## What is needed
Rewrite the stretch from the start of the rows through the line that contains "[[317, 138]]", swapping "bathroom doorway" for "kitchen doorway" and leaving everything else unchanged. Omit the pictures from your output.

Items from a data source
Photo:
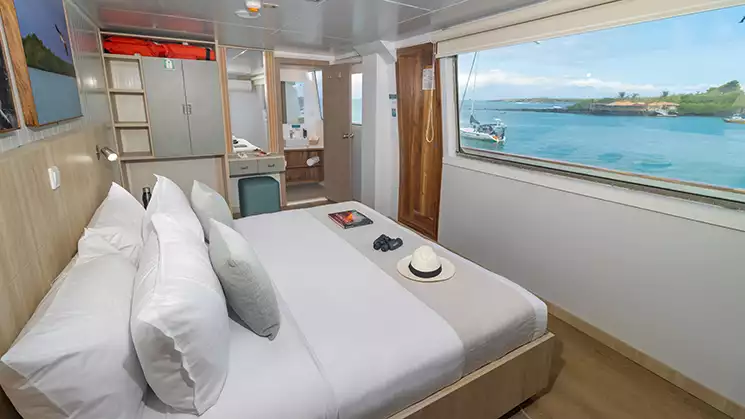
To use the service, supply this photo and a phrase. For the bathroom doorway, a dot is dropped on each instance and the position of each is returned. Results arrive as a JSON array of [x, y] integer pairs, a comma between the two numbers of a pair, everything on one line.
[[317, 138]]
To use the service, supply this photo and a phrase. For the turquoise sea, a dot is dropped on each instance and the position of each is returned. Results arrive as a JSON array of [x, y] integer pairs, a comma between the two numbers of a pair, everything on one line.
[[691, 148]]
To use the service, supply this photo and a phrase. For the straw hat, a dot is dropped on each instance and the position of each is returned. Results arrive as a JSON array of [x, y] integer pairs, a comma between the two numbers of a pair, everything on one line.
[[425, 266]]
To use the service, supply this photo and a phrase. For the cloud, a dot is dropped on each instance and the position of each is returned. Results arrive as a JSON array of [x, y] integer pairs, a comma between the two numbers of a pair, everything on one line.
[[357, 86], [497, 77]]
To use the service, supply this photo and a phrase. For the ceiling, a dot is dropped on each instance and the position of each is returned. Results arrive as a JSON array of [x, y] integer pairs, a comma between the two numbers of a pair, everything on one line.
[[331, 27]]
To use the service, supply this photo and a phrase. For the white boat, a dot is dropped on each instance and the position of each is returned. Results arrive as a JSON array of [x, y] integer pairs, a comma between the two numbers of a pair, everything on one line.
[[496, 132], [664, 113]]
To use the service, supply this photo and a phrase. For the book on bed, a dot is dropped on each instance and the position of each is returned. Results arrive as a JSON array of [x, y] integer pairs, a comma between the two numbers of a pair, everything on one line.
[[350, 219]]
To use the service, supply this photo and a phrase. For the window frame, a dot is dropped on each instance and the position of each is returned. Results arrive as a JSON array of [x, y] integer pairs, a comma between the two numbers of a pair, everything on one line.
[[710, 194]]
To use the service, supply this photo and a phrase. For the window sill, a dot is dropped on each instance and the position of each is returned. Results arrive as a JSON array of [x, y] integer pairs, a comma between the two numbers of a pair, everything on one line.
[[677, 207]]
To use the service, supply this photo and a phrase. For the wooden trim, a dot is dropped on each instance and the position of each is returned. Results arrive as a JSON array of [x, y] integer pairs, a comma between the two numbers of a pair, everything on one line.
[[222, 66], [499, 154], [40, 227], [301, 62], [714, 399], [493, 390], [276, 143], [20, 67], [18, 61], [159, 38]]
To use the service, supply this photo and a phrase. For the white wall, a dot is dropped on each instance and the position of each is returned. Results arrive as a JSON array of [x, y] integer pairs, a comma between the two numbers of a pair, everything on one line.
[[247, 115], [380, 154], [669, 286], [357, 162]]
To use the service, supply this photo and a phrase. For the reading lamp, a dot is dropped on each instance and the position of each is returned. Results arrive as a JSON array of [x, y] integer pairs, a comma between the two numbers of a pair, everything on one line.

## Exercise output
Photo:
To use the service, supply this photo and a phrase. For the kitchen doorway, a dot is dropped on each instance and the position of each is returned. Results arrive as a JSON array of [x, y] integer pairs, a comma between the two numbers of a pair, everything on one line.
[[317, 138]]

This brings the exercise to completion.